● TEXT BLOCK
----
The legal picture is further complicated by the way frontier labs structure output ownership. OpenAI's terms of use, for instance, assign ownership of model outputs to the user — meaning that even if a company can prove extraction occurred, it may not hold copyrights over the extracted data. Winston & Strawn noted that this dynamic means "even if OpenAI can present enough evidence to show that DeepSeek extracted data from its models, OpenAI likely does not have copyrights over the data." The same logic would almost certainly apply to Anthropic's outputs.
Contract law may offer a more promising avenue. Anthropic's terms of service prohibit the kind of systematic extraction the company describes, and violation of those terms is a more straightforward legal claim than copyright infringement. But enforcing contractual terms against entities operating through proxy services and fraudulent accounts in a foreign jurisdiction presents its own formidable challenges.
This may explain why Anthropic chose the national security frame over a purely legal one. By positioning distillation attacks as threats to export control regimes and democratic security rather than as intellectual property disputes, Anthropic appeals to policymakers and regulators who have tools — sanctions, entity list designations, enhanced export restrictions — that go far beyond what civil litigation could achieve.
What Anthropic's distillation crackdown means for every company running a frontier AI model
Anthropic outlined a multipronged defensive response. The company said it has built classifiers and behavioral fingerprinting systems designed to identify distillation attack patterns in API traffic, including detection of chain-of-thought elicitation used to construct reasoning training data. It is sharing technical indicators with other AI labs, cloud providers, and relevant authorities to build what it described as a more holistic picture of the distillation landscape. The company has also strengthened verification for educational accounts, security research programs, and startup organizations — the pathways most commonly exploited for setting up fraudulent accounts — and is developing model-level safeguards designed to reduce the usefulness of outputs for illicit distillation without degrading the experience for legitimate customers.
But the company acknowledged that "no company can solve this alone," calling for coordinated action across the industry, cloud providers, and policymakers.
The disclosure is likely to reverberate through multiple ongoing policy debates. In Congress, the bipartisan No DeepSeek on Government Devices Act has already been introduced. Federal agencies including NASA have banned DeepSeek from employee devices. And the broader question of chip export controls — which the Trump administration has been weighing amid competing pressures from Nvidia and national security hawks — now has a new and vivid data point.
For the AI industry's technical decision-makers, the implications are immediate and practical. If Anthropic's account is accurate, the proxy infrastructure enabling these attacks is vast, sophisticated, and adaptable — and it is not limited to targeting a single company. Every frontier AI lab with an API is a potential target. The era of treating model access as a simple commercial transaction may be coming to an end, replaced by one in which API security is as strategically important as the model weights themselves.
Anthropic has now put names, numbers, and forensic detail behind accusations that the industry had only whispered about for months. Whether that evidence galvanizes the coordinated response the company is calling for — or simply accelerates an arms race between distillers and defenders — may depend on a question no classifier can answer: whether Washington sees this as an act of espionage or just the cost of doing business in an era when intelligence itself has become a commodity.
----
[Referring expression data]
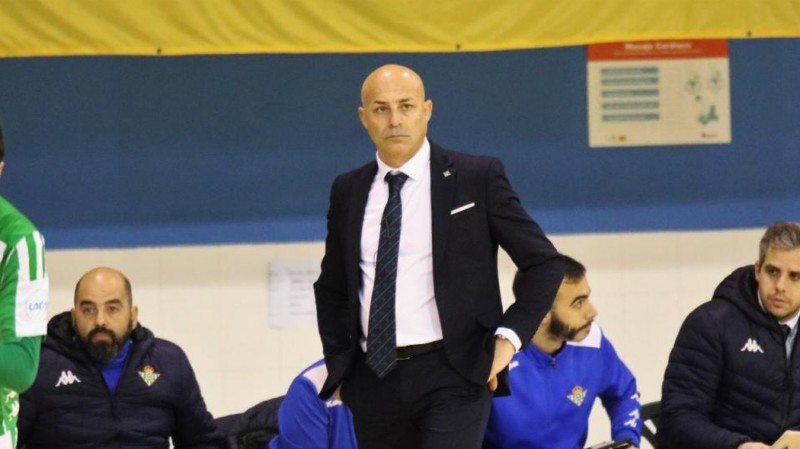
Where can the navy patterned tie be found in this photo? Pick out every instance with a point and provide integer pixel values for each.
(382, 341)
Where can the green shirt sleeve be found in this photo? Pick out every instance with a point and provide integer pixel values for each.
(19, 362)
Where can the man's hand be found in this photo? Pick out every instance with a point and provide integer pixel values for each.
(752, 445)
(503, 352)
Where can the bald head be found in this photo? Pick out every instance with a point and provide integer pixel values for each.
(391, 76)
(104, 278)
(395, 113)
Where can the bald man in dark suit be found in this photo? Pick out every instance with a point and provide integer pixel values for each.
(450, 340)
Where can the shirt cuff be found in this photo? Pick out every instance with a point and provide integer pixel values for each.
(511, 336)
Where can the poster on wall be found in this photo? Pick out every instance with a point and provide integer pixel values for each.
(668, 92)
(291, 292)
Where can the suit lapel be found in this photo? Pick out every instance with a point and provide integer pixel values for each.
(359, 193)
(443, 180)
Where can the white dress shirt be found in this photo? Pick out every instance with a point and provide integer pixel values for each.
(416, 314)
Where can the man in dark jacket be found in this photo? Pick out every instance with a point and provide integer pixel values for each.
(105, 381)
(733, 378)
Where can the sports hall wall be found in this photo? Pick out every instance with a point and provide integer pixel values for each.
(193, 172)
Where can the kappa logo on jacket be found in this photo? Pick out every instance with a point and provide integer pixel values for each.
(67, 378)
(752, 346)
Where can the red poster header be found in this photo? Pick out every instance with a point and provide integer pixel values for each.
(662, 49)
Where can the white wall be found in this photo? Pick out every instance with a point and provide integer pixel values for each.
(213, 301)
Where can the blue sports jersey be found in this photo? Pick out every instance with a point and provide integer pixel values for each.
(552, 397)
(307, 422)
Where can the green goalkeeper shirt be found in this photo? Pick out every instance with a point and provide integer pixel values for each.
(23, 308)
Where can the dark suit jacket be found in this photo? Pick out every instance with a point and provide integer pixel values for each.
(465, 278)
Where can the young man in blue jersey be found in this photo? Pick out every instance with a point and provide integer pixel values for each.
(555, 380)
(306, 421)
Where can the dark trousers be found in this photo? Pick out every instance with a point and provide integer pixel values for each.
(422, 403)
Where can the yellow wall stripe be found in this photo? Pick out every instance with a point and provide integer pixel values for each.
(182, 27)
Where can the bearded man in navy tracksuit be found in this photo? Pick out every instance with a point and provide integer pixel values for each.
(733, 377)
(106, 381)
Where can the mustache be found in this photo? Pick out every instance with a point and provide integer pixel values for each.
(98, 330)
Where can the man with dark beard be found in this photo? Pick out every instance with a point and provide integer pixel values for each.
(556, 379)
(106, 381)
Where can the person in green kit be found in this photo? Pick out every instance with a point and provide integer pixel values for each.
(23, 309)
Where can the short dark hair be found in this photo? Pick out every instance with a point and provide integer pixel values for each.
(781, 235)
(2, 145)
(574, 271)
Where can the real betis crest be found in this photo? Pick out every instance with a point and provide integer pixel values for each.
(578, 395)
(149, 375)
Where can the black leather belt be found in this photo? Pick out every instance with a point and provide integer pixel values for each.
(407, 352)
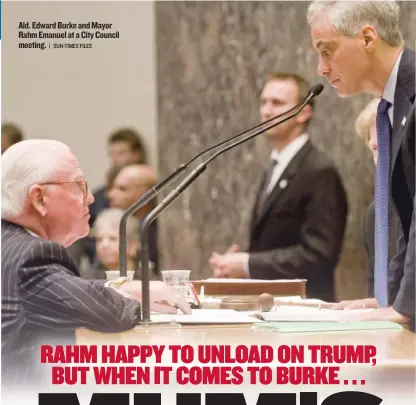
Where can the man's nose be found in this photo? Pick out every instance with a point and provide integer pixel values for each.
(90, 198)
(323, 68)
----
● WORK INSTRUCTION 1
According to the article on distillation attacks, which federal agency has banned DeepSeek from employee devices?
● WORK INSTRUCTION 2
From the article on distillation attacks, return the passage starting at "But the company" and ending at "vivid data point.".

● WRITTEN REPLY 1
NASA

● WRITTEN REPLY 2
But the company acknowledged that "no company can solve this alone," calling for coordinated action across the industry, cloud providers, and policymakers.
The disclosure is likely to reverberate through multiple ongoing policy debates. In Congress, the bipartisan No DeepSeek on Government Devices Act has already been introduced. Federal agencies including NASA have banned DeepSeek from employee devices. And the broader question of chip export controls — which the Trump administration has been weighing amid competing pressures from Nvidia and national security hawks — now has a new and vivid data point.